Work instructions:
Without omitting anything, return the records precisely as given.

Data records:
[Start of Attachment]
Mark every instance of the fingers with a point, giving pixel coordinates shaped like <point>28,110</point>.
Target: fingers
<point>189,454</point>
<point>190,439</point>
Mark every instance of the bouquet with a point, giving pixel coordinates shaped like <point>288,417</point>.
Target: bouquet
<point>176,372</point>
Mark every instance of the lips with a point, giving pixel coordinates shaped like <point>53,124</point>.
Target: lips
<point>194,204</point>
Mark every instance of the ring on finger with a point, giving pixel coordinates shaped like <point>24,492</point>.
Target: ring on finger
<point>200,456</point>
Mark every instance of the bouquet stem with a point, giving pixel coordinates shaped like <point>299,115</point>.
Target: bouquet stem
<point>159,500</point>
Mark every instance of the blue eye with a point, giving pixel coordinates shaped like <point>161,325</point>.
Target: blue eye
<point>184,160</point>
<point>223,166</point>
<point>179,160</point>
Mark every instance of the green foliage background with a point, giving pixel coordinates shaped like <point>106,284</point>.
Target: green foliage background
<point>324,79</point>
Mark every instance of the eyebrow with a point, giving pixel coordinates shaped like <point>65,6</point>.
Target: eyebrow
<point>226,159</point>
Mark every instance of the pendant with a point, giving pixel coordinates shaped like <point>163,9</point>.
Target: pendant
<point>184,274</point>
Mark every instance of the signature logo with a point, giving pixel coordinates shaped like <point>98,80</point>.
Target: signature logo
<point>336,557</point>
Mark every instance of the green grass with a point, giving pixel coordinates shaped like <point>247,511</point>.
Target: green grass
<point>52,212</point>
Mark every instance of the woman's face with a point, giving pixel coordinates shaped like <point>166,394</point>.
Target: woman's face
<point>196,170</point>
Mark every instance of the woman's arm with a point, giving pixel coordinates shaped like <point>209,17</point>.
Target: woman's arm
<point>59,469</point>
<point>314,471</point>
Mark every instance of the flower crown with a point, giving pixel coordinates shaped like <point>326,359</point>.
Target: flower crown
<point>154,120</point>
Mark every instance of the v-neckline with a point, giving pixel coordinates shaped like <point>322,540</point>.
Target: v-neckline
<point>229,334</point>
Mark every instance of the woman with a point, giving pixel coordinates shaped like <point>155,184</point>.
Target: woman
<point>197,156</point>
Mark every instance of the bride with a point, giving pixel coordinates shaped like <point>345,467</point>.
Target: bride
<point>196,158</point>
[End of Attachment]
Solution to the problem:
Mark every instance of the fingers with a point, giving pixel coordinates shaped like <point>28,110</point>.
Target: fingers
<point>189,454</point>
<point>190,439</point>
Mark every instance of the bouquet with a point, giving pixel coordinates shaped like <point>288,417</point>.
Target: bouquet
<point>176,372</point>
Mark every instance of the lips with a point, giving pixel coordinates shaped like <point>53,124</point>.
Target: lips
<point>194,204</point>
Mark every instance of the ring on finger with a point, giving pixel coordinates shaped like <point>24,492</point>.
Target: ring on finger
<point>200,456</point>
Mark every instance of the bouquet stem with a point, giving pixel coordinates shaped like <point>299,115</point>.
Target: bouquet stem
<point>159,500</point>
Mark every instance of the blue eye with a point, giving pixel coordinates shaped like <point>161,325</point>.
Target: blue eye
<point>184,160</point>
<point>223,166</point>
<point>179,160</point>
Mark every instance of the green foliage background with a point, giving pixel coordinates shaped like <point>106,284</point>.
Target: green foliage background
<point>324,79</point>
Mark every instance of the eyebrow with a point, giving pixel coordinates shaped like <point>65,6</point>.
Target: eyebrow
<point>226,159</point>
Mark every instance of the pendant with a point, giving pixel coordinates shaped like <point>163,9</point>.
Target: pendant
<point>184,274</point>
Mark every instance of the signature logo with a point, giving pixel coordinates shaped like <point>98,80</point>.
Target: signature logo
<point>336,557</point>
Mark every instance of the green grass with a point, giving pixel coordinates shaped like <point>247,511</point>.
Target: green grass
<point>52,212</point>
Mark every instance of the woman's face with a point, giving pixel coordinates shaped like <point>166,394</point>.
Target: woman's face
<point>196,170</point>
Mark every instance of the woman's arm with a point, giving pixel coordinates shaped like <point>209,17</point>.
Target: woman's arm
<point>59,469</point>
<point>314,471</point>
Mark every instance of the flower crown with a point, giving pixel coordinates shaped like <point>326,359</point>.
Target: flower crown
<point>154,120</point>
Mark every instance of the v-neckline with a point, giving pixel coordinates shaped like <point>322,540</point>.
Target: v-neckline
<point>229,334</point>
Mark every instance of the woman with a point, giving pixel coordinates shaped like <point>155,184</point>.
Target: woman
<point>197,156</point>
Mark every instance of the bride with a point, giving pixel coordinates shaped like <point>345,467</point>.
Target: bride
<point>196,158</point>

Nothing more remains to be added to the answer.